Written instruction ▸ Convert the lines, starting at the one that contains "rear window with" and ending at the last line, into a Markdown table with the columns No. and Text. Give each line its own row number and leave out blank lines.

━━ Rows

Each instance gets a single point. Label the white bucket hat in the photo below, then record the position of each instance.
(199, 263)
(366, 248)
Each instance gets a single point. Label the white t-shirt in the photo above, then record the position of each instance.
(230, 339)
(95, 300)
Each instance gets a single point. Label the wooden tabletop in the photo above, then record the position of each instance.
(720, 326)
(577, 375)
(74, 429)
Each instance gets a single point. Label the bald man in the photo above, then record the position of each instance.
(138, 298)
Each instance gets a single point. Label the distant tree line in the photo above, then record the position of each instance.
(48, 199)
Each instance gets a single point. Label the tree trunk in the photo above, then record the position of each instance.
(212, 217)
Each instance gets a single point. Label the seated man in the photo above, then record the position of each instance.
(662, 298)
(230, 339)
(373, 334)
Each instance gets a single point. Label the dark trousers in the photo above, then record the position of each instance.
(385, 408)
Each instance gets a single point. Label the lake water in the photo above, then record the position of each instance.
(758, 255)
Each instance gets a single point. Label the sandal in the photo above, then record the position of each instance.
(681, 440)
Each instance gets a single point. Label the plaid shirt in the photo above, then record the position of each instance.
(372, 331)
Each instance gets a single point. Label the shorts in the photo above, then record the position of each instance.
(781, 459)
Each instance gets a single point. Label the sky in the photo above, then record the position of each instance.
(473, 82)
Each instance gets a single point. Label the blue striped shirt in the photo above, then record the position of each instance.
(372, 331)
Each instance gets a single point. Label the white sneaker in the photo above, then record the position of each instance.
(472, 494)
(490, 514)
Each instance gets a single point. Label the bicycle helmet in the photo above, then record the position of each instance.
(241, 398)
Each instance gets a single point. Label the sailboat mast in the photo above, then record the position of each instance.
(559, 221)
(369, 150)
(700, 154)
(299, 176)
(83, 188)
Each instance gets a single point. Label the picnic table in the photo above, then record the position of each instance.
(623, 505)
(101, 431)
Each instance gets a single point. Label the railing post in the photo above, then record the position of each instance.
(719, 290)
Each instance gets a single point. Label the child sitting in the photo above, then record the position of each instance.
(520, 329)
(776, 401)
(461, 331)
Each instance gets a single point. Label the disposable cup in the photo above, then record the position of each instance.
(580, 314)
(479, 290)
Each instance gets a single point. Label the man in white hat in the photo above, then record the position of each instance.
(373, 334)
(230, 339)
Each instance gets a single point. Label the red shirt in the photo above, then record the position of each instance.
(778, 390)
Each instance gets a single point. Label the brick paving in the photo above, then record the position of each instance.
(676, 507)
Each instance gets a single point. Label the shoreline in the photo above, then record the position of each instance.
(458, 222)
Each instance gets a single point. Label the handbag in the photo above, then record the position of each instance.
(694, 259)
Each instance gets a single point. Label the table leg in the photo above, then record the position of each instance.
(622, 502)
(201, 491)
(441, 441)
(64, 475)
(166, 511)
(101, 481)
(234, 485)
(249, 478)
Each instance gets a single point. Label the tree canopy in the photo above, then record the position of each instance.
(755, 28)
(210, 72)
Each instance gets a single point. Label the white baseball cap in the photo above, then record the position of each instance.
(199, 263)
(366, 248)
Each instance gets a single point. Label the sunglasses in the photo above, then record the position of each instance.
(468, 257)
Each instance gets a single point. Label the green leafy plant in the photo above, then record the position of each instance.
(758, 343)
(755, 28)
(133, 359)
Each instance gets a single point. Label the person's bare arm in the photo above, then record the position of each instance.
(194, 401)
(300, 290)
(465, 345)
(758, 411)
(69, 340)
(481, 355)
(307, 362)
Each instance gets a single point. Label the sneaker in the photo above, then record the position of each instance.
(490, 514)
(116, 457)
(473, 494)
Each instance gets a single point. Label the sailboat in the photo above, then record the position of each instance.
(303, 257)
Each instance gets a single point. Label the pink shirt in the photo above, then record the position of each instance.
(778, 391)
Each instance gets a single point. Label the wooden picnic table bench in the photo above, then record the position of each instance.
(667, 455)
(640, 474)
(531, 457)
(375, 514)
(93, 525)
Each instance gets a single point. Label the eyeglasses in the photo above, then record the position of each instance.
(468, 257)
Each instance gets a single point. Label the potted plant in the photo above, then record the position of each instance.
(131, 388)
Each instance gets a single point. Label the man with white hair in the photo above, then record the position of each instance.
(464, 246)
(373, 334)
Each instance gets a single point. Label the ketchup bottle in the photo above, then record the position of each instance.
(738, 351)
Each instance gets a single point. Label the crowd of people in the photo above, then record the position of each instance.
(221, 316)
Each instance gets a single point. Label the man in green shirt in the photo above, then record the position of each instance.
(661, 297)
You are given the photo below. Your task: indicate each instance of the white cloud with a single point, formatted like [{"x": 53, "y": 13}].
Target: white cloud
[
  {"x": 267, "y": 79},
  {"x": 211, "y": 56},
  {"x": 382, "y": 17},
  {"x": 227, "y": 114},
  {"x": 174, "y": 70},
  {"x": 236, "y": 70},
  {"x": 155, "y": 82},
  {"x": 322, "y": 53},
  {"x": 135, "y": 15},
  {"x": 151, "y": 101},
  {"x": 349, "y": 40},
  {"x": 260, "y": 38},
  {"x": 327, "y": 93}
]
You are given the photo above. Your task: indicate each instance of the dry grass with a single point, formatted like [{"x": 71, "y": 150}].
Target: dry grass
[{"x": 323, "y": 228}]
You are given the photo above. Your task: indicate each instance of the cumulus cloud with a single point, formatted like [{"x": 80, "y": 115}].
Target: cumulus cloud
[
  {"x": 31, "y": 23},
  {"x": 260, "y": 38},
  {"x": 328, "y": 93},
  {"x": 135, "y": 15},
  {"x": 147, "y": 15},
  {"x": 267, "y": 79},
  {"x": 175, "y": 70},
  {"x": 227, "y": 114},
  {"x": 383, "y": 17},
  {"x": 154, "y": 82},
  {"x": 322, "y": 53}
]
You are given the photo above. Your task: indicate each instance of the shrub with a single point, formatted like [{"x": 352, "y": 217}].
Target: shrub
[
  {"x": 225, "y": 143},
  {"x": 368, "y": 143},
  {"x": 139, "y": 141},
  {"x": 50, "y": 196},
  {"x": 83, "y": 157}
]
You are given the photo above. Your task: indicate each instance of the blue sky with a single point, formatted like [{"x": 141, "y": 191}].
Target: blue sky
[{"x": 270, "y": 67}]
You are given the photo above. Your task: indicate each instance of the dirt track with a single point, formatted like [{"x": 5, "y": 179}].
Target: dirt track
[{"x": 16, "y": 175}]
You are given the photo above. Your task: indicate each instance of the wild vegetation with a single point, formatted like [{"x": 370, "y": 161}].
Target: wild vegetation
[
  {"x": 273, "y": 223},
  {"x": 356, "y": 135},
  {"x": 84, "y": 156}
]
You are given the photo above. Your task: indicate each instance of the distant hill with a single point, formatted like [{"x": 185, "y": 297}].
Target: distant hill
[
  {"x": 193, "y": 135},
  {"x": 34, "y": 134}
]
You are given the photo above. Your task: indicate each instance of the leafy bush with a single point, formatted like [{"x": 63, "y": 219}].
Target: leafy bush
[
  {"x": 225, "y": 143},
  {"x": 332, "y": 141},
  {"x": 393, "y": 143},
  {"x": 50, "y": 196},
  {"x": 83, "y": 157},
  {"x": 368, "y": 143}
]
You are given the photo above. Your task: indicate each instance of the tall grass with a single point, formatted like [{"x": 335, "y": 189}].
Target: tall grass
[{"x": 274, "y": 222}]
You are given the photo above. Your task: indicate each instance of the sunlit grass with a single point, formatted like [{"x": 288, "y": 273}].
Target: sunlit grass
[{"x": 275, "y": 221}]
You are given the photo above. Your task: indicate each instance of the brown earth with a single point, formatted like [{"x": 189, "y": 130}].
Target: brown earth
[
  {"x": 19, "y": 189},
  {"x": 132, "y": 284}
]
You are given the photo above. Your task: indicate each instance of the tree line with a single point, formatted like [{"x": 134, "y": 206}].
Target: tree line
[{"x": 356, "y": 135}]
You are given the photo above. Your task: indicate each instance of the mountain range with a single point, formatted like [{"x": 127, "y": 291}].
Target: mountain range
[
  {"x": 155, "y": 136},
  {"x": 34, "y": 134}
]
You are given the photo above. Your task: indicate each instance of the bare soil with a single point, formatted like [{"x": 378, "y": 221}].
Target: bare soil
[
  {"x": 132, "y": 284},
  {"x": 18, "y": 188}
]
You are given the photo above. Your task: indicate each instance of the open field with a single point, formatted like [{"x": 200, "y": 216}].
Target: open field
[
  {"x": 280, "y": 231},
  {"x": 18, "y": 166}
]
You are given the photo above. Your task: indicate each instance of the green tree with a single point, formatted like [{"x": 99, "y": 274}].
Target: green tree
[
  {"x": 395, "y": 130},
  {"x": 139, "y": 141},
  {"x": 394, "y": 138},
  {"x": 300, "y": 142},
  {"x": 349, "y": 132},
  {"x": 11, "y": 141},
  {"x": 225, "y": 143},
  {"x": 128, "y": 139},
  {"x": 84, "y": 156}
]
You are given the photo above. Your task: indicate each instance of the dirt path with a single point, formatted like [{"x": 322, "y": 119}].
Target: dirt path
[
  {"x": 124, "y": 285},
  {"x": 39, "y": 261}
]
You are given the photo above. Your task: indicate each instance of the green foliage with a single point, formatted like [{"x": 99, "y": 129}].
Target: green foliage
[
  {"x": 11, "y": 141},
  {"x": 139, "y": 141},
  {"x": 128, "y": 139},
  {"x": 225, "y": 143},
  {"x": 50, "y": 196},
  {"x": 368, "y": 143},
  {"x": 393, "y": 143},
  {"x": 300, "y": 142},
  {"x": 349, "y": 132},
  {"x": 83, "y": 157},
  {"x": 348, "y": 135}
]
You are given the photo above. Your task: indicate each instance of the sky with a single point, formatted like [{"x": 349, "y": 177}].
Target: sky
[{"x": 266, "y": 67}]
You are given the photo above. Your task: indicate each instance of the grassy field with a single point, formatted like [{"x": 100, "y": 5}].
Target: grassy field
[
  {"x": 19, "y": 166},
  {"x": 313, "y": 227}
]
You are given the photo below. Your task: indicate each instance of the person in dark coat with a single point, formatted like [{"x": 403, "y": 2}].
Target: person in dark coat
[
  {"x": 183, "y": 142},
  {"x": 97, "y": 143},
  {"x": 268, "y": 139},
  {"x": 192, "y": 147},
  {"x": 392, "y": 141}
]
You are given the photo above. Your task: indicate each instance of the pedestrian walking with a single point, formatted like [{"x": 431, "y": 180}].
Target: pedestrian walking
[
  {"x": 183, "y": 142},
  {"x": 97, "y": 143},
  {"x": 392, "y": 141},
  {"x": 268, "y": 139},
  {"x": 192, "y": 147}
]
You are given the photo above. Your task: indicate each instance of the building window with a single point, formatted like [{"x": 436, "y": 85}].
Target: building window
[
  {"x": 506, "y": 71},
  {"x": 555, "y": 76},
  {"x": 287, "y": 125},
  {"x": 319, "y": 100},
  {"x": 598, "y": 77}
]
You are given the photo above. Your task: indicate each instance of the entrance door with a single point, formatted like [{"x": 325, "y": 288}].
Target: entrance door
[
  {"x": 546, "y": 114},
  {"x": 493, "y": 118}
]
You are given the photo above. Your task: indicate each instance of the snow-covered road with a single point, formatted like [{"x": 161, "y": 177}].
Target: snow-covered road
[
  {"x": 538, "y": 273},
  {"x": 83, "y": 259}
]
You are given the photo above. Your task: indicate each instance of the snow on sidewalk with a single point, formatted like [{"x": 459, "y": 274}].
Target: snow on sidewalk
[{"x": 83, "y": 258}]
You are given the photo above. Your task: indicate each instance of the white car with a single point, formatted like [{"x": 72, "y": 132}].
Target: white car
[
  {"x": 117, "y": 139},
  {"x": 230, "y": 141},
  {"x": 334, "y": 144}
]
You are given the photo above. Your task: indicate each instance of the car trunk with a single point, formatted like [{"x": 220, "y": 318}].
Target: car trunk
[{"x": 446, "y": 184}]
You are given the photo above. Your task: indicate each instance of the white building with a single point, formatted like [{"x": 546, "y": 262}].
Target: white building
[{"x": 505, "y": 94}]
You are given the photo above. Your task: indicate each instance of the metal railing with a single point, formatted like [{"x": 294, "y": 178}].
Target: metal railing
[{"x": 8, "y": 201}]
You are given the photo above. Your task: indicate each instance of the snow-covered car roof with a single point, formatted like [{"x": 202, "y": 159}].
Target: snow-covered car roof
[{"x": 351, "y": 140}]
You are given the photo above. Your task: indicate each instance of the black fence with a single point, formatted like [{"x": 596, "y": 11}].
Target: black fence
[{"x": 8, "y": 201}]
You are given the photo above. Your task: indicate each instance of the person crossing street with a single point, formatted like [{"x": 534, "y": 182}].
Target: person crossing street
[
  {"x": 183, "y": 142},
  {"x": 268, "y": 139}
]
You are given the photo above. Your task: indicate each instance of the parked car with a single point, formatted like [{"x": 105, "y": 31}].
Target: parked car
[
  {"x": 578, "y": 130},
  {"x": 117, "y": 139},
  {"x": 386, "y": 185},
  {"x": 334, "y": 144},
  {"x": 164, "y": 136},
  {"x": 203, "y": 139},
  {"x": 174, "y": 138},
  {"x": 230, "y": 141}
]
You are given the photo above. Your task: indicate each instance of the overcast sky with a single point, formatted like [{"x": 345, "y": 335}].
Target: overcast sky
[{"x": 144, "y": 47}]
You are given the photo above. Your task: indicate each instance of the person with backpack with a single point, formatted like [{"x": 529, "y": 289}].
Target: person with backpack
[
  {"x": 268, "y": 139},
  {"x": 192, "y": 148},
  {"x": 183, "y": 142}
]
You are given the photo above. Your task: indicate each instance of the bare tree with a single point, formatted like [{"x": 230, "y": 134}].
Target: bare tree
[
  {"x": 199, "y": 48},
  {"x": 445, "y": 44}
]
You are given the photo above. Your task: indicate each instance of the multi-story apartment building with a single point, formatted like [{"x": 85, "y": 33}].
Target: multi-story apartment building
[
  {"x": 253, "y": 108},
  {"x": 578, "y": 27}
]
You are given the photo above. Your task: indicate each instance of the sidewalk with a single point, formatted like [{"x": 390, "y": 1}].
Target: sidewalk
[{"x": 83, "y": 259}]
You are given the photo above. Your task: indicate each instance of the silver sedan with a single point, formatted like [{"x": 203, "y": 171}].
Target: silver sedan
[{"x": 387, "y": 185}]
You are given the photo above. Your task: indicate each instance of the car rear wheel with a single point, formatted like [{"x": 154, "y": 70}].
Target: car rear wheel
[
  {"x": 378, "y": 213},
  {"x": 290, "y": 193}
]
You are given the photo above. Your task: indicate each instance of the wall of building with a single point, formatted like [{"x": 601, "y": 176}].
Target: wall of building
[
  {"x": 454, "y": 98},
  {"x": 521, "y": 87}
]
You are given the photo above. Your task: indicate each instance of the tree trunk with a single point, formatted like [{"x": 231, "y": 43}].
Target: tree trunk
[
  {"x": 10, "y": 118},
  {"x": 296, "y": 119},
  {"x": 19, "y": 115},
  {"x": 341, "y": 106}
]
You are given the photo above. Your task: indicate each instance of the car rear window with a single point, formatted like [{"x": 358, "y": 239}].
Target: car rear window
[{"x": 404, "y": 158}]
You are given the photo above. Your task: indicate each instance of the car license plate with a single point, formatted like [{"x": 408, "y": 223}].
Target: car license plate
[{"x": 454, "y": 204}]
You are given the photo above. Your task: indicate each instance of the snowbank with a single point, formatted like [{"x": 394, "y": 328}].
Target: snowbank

━━━━

Response to the task ▸
| No. | Text |
|---|---|
| 1 | You are given the photo above. Your task: indicate each instance of the car rear window with a single point, formatted like [{"x": 358, "y": 239}]. |
| 2 | Target: car rear window |
| 3 | [{"x": 404, "y": 158}] |
| 4 | You are given the photo above. Your task: indicate each instance of the car license plate with a single point, formatted like [{"x": 408, "y": 223}]. |
| 5 | Target: car license plate |
| 6 | [{"x": 454, "y": 204}] |
| 7 | You are given the photo above. Your task: indicate each instance of the snowbank with a single point, formatted like [{"x": 394, "y": 328}]. |
| 8 | Target: snowbank |